出題内容 1 >> スノーデン氏の選択肢に関する記事を2文で要約してください。
出題内容 2 >> 記録のうち、「Each instance of the white」を含む行から「x=178 y=270」を含む行まで(両端の行を含む)だけを、指示文も含めて書き出してください。その際、解答の座標の数値はすべて150ずつ増やしてください。

狭まるスノーデン氏の選択肢
WSJ Japan Real Time 2013年 7月01日 16:09 JST.
米政府の情報監視活動を暴露したエドワード・スノーデン容疑者は、滞在先の香港からモスクワ空港に到着してから30日で2週間目に入ったが、依然として立ち往生の状態が続いている。スノーデン氏のロシア行きの決断は、当初思われていたよりもリスクは高そうで、香港にとどまっていた場合よりも状況は悪化しているようにみえる。
こうした中で、ドイツのシュピーゲル誌は30日、同氏からの情報を基に米国が在ワシントンの欧州連合(EU)代表部を盗聴する一方、EU各機関のコンピューター・ネットワークなどに侵入していたと報じた。この報道を受けて、欧州諸国は米国を激しく批判している。
スノーデン氏はエクアドルへの亡命を希望していたが、それが実現する可能性は遠のいているようだ。AP通信によると、当初同氏を支援していたエクアドルのコレア大統領は30日発言を後退させ、スノーデン氏が亡命申請のためモスクワのエクアドル大使館に行けるかどうかは、ロシア当局の決断次第だと述べた。
スノーデン氏は香港でとどまるか、他で亡命を求めるかで思い悩んだ末に出国を決め、モスクワで身動きがとれなくなった。関係者によれば、同氏は当初は香港から動かず、そこで地元紙に対し米国の香港でのハッキング行為に関する情報を与え、市民の支援の輪を広げるつもりだった。同氏の香港の弁護士チームも長期闘争を覚悟していた。
関係者の一人によれば、弁護士チームの間ではスノーデン氏の身の安全と利益を保護するには香港が最適とみる者もいた。しかし同氏は、内部告発サイトのウィキリークスからは違うメッセージを受け取っていた。ウィキリークスは6月19日に、同氏が仲介人を通してアイスランドへの亡命申請の支援を求めてきことを明らかにした、その後ウィキリークスは、スノーデン氏の代理人として、亡命の可能性についていくつかの国に打診した。
香港の法曹関係者は、同氏が香港にとどまっていたならば、受け入れる可能性のある国への亡命申請や、米国の身柄引き渡し要請への異議申し立てなどさまざまなオプションがあったと語る。

記録一覧 >>
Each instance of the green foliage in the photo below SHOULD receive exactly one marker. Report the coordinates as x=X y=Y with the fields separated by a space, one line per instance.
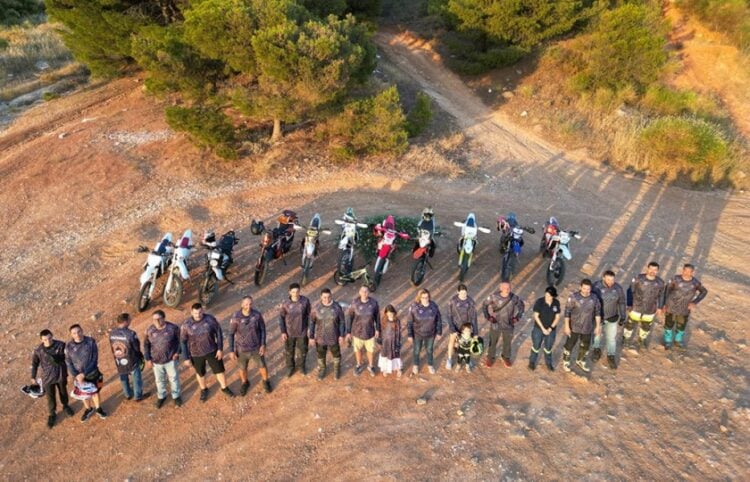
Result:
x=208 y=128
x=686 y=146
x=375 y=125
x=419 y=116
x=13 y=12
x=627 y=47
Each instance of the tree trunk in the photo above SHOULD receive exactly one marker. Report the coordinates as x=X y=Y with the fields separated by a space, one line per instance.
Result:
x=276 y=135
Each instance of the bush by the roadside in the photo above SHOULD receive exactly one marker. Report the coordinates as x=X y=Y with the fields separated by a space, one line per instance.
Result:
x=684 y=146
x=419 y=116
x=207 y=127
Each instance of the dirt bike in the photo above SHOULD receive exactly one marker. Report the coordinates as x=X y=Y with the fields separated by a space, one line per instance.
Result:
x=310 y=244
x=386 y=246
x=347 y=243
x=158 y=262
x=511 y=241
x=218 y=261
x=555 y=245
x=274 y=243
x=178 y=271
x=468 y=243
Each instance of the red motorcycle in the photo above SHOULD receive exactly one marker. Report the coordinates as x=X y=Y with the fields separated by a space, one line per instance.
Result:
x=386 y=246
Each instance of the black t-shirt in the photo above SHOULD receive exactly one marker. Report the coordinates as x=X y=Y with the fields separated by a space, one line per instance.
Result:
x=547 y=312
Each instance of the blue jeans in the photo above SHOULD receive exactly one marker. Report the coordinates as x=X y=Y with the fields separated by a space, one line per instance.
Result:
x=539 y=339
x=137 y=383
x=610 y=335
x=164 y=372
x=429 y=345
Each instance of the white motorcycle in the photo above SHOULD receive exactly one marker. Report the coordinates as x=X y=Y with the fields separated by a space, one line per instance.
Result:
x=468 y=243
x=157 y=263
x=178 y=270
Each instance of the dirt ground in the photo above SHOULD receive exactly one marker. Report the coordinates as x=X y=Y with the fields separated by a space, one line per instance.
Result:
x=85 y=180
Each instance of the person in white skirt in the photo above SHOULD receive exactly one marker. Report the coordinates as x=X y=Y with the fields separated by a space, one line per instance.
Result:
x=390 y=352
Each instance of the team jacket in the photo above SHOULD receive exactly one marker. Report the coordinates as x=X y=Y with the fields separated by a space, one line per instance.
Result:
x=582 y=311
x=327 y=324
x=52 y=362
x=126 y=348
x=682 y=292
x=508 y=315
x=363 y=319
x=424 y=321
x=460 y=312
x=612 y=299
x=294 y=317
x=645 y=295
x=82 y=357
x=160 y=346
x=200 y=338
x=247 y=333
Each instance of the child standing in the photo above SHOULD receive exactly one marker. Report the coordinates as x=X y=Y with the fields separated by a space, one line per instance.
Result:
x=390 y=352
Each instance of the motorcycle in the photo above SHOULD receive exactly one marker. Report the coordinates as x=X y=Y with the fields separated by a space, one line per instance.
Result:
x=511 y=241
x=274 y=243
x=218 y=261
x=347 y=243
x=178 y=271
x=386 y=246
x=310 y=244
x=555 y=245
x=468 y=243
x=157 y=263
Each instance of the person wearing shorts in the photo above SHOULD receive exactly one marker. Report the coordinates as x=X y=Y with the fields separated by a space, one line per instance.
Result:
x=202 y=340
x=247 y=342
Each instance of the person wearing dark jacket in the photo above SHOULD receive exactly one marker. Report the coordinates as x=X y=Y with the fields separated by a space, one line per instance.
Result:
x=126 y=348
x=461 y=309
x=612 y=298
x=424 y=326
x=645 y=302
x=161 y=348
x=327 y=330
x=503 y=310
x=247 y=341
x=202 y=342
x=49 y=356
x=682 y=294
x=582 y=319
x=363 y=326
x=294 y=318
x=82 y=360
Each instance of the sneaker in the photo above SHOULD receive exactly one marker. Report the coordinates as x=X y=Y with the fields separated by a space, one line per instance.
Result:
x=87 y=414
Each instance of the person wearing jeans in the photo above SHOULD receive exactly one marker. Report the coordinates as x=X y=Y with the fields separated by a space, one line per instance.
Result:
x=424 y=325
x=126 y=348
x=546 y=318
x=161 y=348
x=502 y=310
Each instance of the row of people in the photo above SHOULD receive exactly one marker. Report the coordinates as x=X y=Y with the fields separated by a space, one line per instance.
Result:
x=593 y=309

完全な解答 1 >> 米政府の情報監視活動を暴露したスノーデン容疑者は、香港からモスクワ空港に到着して2週間目に入っても立ち往生が続いており、希望していたエクアドルへの亡命も実現の可能性が遠のいている。香港の法曹関係者は、同氏が香港にとどまっていれば、亡命申請や米国の身柄引き渡し要請への異議申し立てなど、さまざまなオプションがあったと語る。

完全な解答 2 >>
Each instance of the white motorcycle in the photo above SHOULD receive exactly one marker. Report the coordinates as x=X y=Y with the fields separated by a space, one line per instance.
Result:
x=618 y=393
x=307 y=413
x=328 y=420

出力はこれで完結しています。